*** Provided data

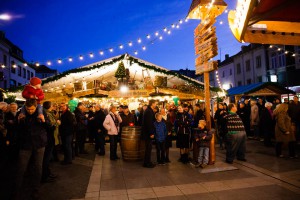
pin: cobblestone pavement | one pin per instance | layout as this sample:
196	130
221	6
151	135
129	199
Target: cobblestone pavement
263	176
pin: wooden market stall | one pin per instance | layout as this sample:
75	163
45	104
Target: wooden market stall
123	77
266	21
258	89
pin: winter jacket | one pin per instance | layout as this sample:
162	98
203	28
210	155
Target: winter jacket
109	124
254	116
283	125
183	123
68	122
31	92
200	133
147	125
33	132
160	131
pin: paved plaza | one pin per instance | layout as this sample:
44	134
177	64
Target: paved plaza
263	176
92	177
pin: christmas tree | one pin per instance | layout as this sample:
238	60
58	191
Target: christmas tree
121	72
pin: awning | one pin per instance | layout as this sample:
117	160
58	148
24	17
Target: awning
259	89
266	21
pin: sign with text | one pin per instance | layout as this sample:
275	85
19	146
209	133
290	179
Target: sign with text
206	67
210	32
205	56
208	44
201	28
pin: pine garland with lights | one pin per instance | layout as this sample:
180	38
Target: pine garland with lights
121	72
131	59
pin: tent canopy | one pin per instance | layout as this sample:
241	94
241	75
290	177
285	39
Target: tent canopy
259	89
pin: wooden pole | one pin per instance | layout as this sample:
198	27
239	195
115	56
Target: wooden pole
212	153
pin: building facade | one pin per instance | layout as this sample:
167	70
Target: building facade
258	63
43	71
14	70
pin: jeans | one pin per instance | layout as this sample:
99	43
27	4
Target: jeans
255	131
160	151
46	161
148	149
235	146
80	140
67	146
113	146
100	142
203	155
29	159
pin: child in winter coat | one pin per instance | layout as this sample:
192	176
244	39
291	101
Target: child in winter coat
203	138
160	138
33	91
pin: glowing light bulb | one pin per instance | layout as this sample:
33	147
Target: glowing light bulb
5	17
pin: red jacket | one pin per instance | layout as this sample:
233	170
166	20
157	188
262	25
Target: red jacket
30	92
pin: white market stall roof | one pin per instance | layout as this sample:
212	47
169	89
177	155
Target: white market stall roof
105	71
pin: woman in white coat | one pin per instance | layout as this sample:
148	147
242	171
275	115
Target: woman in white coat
112	125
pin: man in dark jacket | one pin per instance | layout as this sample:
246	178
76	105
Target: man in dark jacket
33	139
101	131
66	130
148	132
294	113
81	129
127	117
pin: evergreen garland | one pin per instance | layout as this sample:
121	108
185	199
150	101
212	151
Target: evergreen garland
98	66
121	72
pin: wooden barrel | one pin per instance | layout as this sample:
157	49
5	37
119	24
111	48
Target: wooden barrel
132	147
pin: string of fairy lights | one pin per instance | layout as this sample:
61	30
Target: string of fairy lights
142	42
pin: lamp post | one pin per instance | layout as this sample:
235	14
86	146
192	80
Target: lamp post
206	48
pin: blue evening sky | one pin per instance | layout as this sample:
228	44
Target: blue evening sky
52	29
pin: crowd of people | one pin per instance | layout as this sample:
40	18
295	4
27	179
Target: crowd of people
34	137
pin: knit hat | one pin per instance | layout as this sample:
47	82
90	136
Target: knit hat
35	81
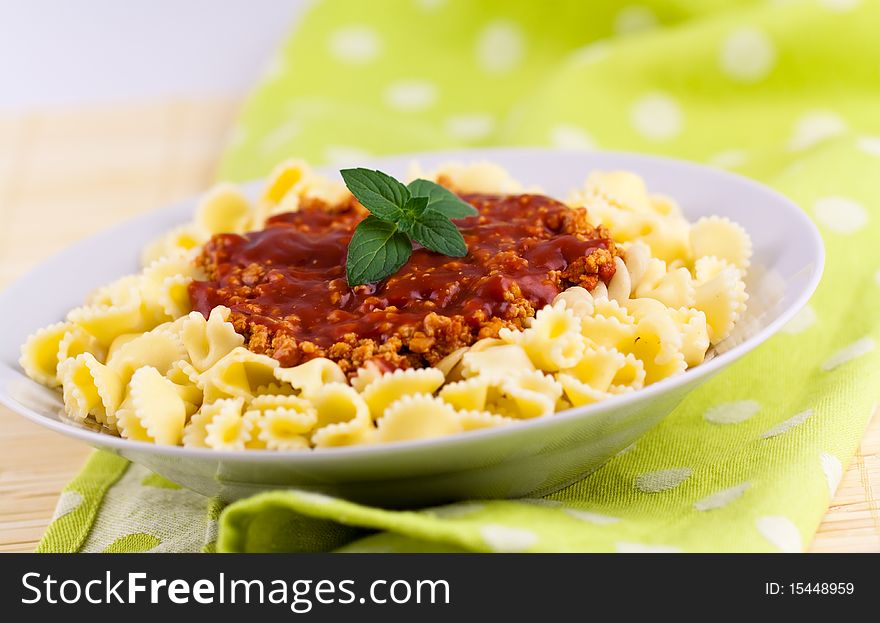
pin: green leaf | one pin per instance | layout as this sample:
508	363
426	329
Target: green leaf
378	192
436	232
377	249
441	200
412	212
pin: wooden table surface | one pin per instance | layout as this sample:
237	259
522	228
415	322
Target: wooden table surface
67	174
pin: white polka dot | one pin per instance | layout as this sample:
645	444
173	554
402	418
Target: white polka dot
732	412
634	19
747	55
870	145
833	470
500	47
780	532
567	136
729	159
722	498
280	137
318	499
411	95
356	44
801	321
592	53
591	517
657	117
815	127
457	510
624	547
274	69
540	502
841	6
788	424
345	154
662	480
470	127
430	5
68	502
857	349
505	539
840	215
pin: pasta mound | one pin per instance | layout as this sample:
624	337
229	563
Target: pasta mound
230	340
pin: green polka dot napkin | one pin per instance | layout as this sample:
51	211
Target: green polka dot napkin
785	92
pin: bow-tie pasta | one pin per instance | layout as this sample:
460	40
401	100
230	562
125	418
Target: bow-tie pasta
634	293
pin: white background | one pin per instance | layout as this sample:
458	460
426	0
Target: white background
63	52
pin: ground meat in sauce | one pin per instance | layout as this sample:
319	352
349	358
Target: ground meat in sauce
289	297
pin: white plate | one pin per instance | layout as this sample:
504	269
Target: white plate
528	458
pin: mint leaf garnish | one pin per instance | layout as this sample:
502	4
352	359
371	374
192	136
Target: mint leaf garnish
377	249
399	215
441	200
378	192
436	232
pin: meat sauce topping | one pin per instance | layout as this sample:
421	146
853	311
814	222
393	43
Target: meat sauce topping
289	297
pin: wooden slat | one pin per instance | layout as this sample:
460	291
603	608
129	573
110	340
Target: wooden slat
67	174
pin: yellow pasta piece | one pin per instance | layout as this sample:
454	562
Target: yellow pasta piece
281	422
223	209
657	342
393	385
608	331
418	416
158	349
353	432
238	374
450	361
40	353
496	362
118	292
721	237
228	430
366	374
622	189
106	322
640	308
275	389
77	341
469	395
186	382
164	285
553	340
90	388
310	376
476	420
721	298
580	393
182	238
527	396
157	407
208	341
577	299
339	402
620	286
694	333
603	368
674	289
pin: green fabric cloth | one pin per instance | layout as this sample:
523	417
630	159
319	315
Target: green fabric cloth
785	92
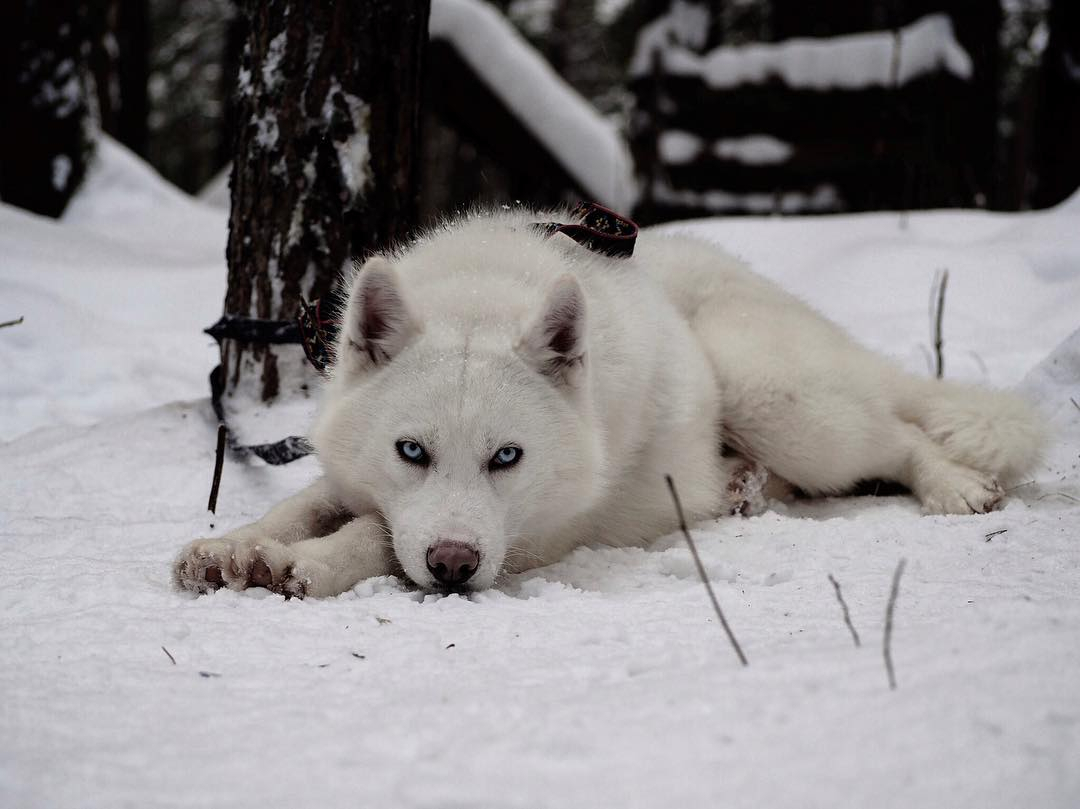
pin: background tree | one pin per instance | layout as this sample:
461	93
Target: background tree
325	163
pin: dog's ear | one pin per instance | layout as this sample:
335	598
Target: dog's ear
555	340
377	323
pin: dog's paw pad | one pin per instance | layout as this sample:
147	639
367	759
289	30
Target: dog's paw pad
746	489
964	491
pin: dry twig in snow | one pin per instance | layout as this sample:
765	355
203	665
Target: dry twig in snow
701	570
218	462
887	645
937	311
844	606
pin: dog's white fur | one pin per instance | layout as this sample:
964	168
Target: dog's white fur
608	374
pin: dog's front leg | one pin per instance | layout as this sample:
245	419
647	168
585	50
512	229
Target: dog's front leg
242	557
318	567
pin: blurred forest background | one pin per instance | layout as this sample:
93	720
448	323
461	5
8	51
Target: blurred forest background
161	76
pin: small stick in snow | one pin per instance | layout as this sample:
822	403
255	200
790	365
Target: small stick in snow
937	311
218	462
887	645
701	570
1060	494
844	606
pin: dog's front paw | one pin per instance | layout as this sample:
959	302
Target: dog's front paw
208	564
746	488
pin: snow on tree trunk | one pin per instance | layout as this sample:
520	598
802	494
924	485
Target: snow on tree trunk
326	149
45	90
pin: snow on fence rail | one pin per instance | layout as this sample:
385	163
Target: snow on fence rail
848	62
882	119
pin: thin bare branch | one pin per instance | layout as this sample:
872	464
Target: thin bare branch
844	607
937	308
218	462
887	644
701	571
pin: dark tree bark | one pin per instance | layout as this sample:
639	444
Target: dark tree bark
44	91
325	166
1057	156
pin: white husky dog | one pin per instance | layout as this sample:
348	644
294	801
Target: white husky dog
500	396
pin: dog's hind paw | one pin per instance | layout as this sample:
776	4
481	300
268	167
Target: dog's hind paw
746	489
206	565
962	490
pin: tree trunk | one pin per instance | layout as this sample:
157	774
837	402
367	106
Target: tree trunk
326	154
44	103
1057	158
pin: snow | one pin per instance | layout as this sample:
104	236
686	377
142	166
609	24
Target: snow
849	62
591	148
599	681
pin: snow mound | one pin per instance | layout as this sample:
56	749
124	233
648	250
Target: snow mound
126	200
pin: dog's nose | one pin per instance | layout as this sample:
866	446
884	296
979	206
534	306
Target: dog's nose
451	562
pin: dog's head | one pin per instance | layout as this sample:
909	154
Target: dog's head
467	426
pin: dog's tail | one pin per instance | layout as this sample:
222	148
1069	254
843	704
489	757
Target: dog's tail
996	432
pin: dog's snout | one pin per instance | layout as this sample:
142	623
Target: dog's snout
451	562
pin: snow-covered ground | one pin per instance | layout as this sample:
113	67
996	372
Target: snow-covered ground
601	681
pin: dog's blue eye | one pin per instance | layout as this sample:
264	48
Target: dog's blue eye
508	456
413	453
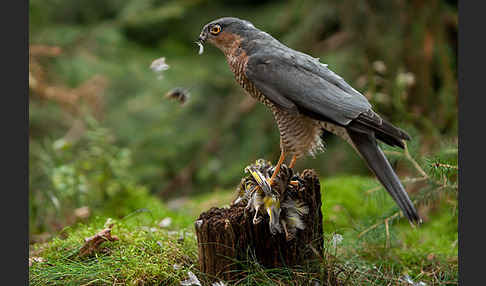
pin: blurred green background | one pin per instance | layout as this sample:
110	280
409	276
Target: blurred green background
100	125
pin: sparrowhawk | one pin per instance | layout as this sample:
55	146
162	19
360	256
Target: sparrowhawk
305	97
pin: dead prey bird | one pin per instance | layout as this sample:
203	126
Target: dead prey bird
284	210
306	97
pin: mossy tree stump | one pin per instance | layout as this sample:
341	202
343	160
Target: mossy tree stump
228	235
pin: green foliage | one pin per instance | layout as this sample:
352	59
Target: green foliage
67	175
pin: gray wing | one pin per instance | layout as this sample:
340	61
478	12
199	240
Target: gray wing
295	80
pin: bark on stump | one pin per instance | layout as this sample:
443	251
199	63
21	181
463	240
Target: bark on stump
226	235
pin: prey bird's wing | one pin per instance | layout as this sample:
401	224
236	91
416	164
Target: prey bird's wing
293	80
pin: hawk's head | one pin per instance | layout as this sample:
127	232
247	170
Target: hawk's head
225	32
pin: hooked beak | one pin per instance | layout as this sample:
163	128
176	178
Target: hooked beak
200	42
202	37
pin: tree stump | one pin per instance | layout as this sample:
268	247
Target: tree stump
228	235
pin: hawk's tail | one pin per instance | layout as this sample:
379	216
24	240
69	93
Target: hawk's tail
367	146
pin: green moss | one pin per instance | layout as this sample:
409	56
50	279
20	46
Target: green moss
146	253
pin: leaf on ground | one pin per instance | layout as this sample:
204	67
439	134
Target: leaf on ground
92	243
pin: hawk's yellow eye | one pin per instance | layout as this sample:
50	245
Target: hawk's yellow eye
215	29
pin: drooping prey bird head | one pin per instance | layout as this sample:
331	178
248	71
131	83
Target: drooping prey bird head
224	33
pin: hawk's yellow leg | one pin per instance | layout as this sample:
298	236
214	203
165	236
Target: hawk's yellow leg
277	167
292	162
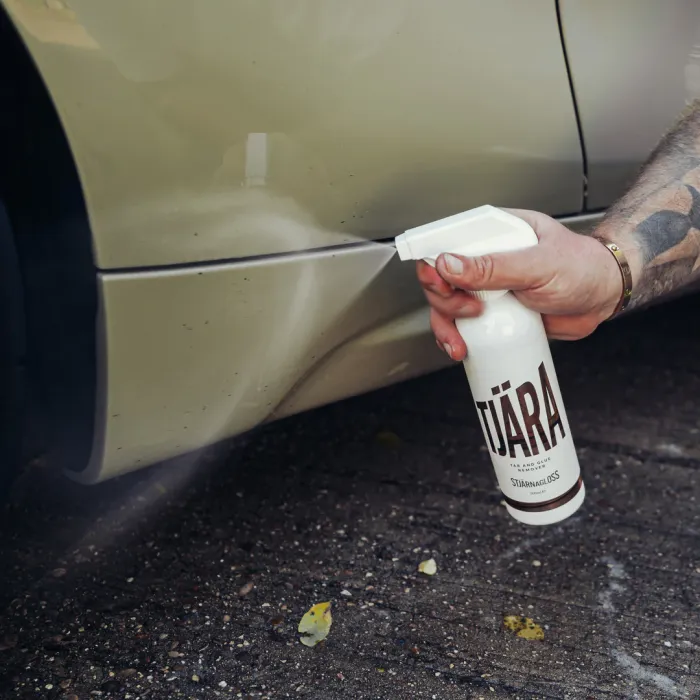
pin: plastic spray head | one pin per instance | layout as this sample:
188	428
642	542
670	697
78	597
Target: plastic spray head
472	233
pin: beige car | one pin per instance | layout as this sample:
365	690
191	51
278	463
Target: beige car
197	195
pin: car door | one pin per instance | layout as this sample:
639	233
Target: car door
371	117
634	66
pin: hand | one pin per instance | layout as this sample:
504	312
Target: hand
573	280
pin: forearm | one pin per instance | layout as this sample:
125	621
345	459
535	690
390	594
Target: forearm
657	223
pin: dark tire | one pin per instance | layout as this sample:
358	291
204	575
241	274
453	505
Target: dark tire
12	353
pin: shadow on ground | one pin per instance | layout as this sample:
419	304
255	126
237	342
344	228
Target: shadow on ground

******

— Your task —
What lines in the data include the string "shadow"? Copy each one.

— Your solution —
pin: shadow on ground | one pin per instance | layout as this sample:
Target: shadow on ground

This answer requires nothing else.